What is required:
The records below are to be transcribed word for word.

Region pointing data:
• • • • • • •
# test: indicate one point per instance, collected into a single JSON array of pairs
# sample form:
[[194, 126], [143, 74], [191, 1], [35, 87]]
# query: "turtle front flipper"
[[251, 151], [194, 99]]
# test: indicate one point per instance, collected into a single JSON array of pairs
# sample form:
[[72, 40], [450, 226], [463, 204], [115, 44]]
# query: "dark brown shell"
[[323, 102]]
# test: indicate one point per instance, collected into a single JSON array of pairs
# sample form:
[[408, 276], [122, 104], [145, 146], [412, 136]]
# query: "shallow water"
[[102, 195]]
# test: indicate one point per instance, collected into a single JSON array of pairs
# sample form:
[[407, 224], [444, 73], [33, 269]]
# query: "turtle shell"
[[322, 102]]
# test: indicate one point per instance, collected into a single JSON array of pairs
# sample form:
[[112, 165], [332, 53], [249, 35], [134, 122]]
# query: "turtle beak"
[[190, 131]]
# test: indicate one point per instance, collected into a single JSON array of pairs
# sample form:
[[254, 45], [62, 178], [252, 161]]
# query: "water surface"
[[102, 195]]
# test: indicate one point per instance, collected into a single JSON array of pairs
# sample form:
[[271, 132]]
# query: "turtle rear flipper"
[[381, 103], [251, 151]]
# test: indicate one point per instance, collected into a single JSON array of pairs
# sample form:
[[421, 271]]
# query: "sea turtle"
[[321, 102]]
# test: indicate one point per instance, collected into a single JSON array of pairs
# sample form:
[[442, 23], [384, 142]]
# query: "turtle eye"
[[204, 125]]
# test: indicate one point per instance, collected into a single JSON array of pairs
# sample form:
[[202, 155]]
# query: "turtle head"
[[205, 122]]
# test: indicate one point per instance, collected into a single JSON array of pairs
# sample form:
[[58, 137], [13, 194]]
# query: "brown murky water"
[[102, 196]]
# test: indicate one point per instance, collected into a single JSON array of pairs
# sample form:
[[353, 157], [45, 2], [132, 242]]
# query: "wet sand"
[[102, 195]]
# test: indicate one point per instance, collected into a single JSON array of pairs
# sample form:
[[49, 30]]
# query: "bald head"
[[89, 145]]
• • • • • • •
Exercise answer:
# test: indicate one point per instance, collected into a single JSON array of pairs
# sample form:
[[194, 126], [143, 74], [191, 1], [35, 87]]
# query: "turtle front flipper"
[[251, 151], [194, 99]]
# test: indicate one point per instance, collected into a single JSON array of pairs
# sample form:
[[72, 40], [450, 226], [463, 204], [115, 44]]
# query: "dark brown shell"
[[323, 102]]
# test: indicate one point per instance, collected into a single JSON array of pairs
# sample form:
[[408, 276], [122, 104], [145, 146], [412, 136]]
# query: "shallow water"
[[102, 195]]
# test: indicate one point per instance, collected into a single JSON array of pairs
# sample form:
[[407, 224], [444, 73], [33, 269]]
# query: "turtle shell"
[[322, 102]]
# test: indicate one point per instance, collected into a single JSON array of pairs
# sample form:
[[112, 165], [332, 53], [249, 35], [134, 122]]
# query: "turtle beak"
[[190, 131]]
# test: indicate one point per instance, collected into a single JSON array of pairs
# sample form:
[[254, 45], [62, 178], [252, 161]]
# query: "water surface"
[[102, 195]]
# test: indicate one point per instance, collected into a single JSON array of pairs
# sample form:
[[271, 132]]
# query: "turtle rear flipper"
[[381, 103], [251, 151]]
# test: indicate one point per instance, collected into a single JSON array of pairs
# sample form:
[[421, 271]]
# query: "sea turtle"
[[321, 102]]
# test: indicate one point per instance, collected into a single JSON array of pairs
# sample form:
[[442, 23], [384, 142]]
# query: "turtle eye"
[[204, 125]]
# test: indicate one point per instance, collected into a single JSON array of pairs
# sample form:
[[202, 155]]
# query: "turtle head"
[[205, 122]]
# test: indicate one point per instance, collected into a single JSON array of pairs
# sample form:
[[58, 137], [13, 194]]
# query: "brown murky water"
[[102, 196]]
# test: indicate one point per instance, collected into a single JSON array of pairs
# sample form:
[[353, 157], [45, 2], [132, 242]]
# query: "wet sand"
[[102, 195]]
# test: indicate one point per instance, collected into a single JSON array of pairs
# sample form:
[[49, 30]]
# query: "bald head"
[[89, 145]]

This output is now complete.